AVENGERS INFINITY WAR : THANOS LE MEURTRIER ECOLOGISTE

Dans le comic-book, c'est le Silver Surfer qui vient s'échouer lamentablement chez le docteur Strange, et annonce la venue imminente de Thanos, dont la quête des joyaux de l'infini va amener l'univers tout entier au bord de l'extinction. Au cinéma, c'est Hulk/Bruce Banner qui s'y colle, mais l'effet est globalement le même. Une menace d'ampleur inédite est sur le point de mettre pied sur Terre, pour arracher les deux pierres s'y trouvant encore, respectivement détenues par Stephen Strange et la Vision. Accrochez-vous au fauteuil car Infinity War fait dans le grand spectacle et la surenchère, deux heures durant. Vous avez voulu un grand film Marvel, épique, avec du drame en continu, des pertes et fracas, et tous les héros réunis pour une boucherie cosmique? Vous voilà servis, dégustez sans modération. 
Avec Thanos donc. Des années durant nous avons fantasmé son apparition, et les images glanées ici et là ne laissaient rien augurer de très positif, pourtant force est d'admettre que ce premier volet nous a visuellement satisfait. Josh Brolin donne une certaine humanité glauque à un vilain qui en impose, et gagne en 120 minutes ses galons de légende maléfique au cinéma. Reste que ses motivations s'éloignent de ce que pouvait nous apprendre Infinity Gauntlet, de Jim Starlin, dans les nineties. Il s'agissait alors d'un Titan Fou, persuadé que la seule manière de plaire à la Mort, dont il était épris et rejeté, était de lui offrir la moitié des êtres vivants de l'univers, en un formidable holocauste nuptial. Ici Thanos est une sorte d'écologiste pervers, qui s'est auto investi de la mission la plus saugrenue qui soit, s'occuper du problème de la surpopulation et de l'exploitation des resources naturelles, par des méthodes expéditives et radicales. Thanos le criminel écolo donc, qui au nom d'une certaine vision de l'équilibre cosmique, trucide à tout va. C'est que sans les six gemmes, il lui serait impossible de mettre la patée à Thor, ou de faire plier les Gardiens de la Galaxie en un revers de la main. Du coup les amateurs de comics passent deux heures à tenter de faire des comparaisons entre les scènes mythiques de la version papier (le face à face Captain America/Thanos avec le gant, les nombreuses morts originales et tragiques, la déchéance de Nebula...) avec ce que le grand écran propose. Le film fonctionne et plaît, mais ne peut soutenir la comparaison, en terme d'impact, d'inventivité, de cruauté. Le Thanos de Starlin reste inégalé, et celui-ci ne donne que la sensation d'exploiter avec parcimonie un pouvoir fabuleux, mais incompris. C'est là que réside la faille essentielle du film, s'il faut en trouver une.

**Exercice écrit 1:**
Renvoyez chaque ligne des enregistrements ci-dessous qui contient la chaîne "wooden", en tenant compte de la casse.

**Données de travail:**
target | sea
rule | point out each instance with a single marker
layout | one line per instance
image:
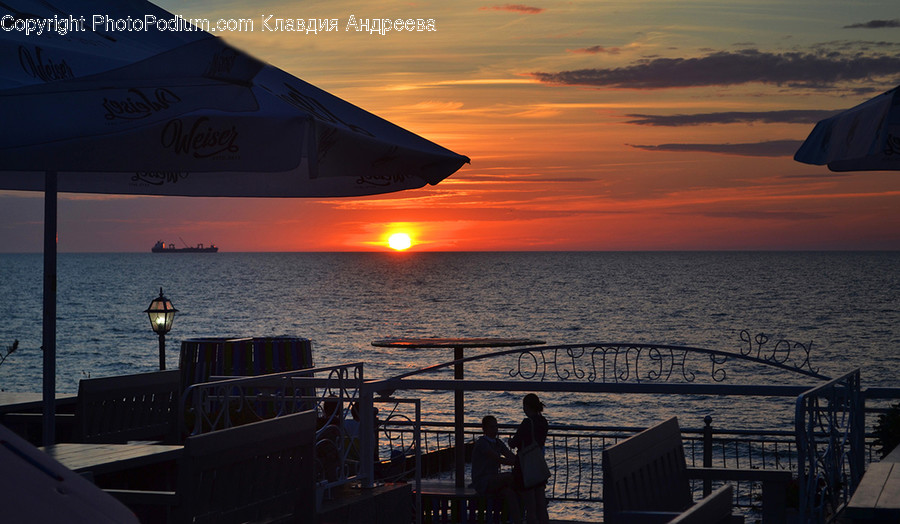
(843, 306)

* * *

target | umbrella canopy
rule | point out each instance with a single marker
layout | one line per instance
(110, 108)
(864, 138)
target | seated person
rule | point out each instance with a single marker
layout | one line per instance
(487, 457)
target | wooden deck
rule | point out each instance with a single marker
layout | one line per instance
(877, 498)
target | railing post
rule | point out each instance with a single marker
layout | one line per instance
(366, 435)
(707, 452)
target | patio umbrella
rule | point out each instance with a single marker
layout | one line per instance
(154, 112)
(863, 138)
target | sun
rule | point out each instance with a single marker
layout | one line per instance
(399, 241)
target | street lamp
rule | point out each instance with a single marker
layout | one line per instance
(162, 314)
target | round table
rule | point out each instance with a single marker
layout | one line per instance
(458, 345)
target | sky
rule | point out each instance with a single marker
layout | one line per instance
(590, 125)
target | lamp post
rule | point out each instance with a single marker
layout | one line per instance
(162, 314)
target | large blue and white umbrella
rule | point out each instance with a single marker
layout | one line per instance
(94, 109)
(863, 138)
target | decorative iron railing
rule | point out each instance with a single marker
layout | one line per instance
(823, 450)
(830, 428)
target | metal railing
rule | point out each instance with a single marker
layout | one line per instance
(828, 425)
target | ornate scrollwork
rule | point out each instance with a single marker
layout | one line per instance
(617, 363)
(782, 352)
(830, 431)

---

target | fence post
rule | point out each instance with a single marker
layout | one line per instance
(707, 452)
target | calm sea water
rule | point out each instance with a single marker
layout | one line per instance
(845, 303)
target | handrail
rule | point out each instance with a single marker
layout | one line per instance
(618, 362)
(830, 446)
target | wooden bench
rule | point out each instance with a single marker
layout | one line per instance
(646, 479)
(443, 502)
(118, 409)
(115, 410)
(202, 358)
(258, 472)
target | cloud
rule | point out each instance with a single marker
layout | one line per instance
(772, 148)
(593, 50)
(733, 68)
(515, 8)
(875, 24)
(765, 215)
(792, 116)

**Exercice écrit 2:**
Dans la critique d'Infinity War ci-dessus, reprenez tout le passage allant de "AVENGERS INFINITY WAR" jusqu'à "dégustez sans modération.", en échangeant "Silver Surfer" contre "Surfeur d'Argent", s'il vous plaît.

**Solution écrite 1:**
target | wooden deck
target | wooden bench

**Solution écrite 2:**
AVENGERS INFINITY WAR : THANOS LE MEURTRIER ECOLOGISTE

Dans le comic-book, c'est le Surfeur d'Argent qui vient s'échouer lamentablement chez le docteur Strange, et annonce la venue imminente de Thanos, dont la quête des joyaux de l'infini va amener l'univers tout entier au bord de l'extinction. Au cinéma, c'est Hulk/Bruce Banner qui s'y colle, mais l'effet est globalement le même. Une menace d'ampleur inédite est sur le point de mettre pied sur Terre, pour arracher les deux pierres s'y trouvant encore, respectivement détenues par Stephen Strange et la Vision. Accrochez-vous au fauteuil car Infinity War fait dans le grand spectacle et la surenchère, deux heures durant. Vous avez voulu un grand film Marvel, épique, avec du drame en continu, des pertes et fracas, et tous les héros réunis pour une boucherie cosmique? Vous voilà servis, dégustez sans modération.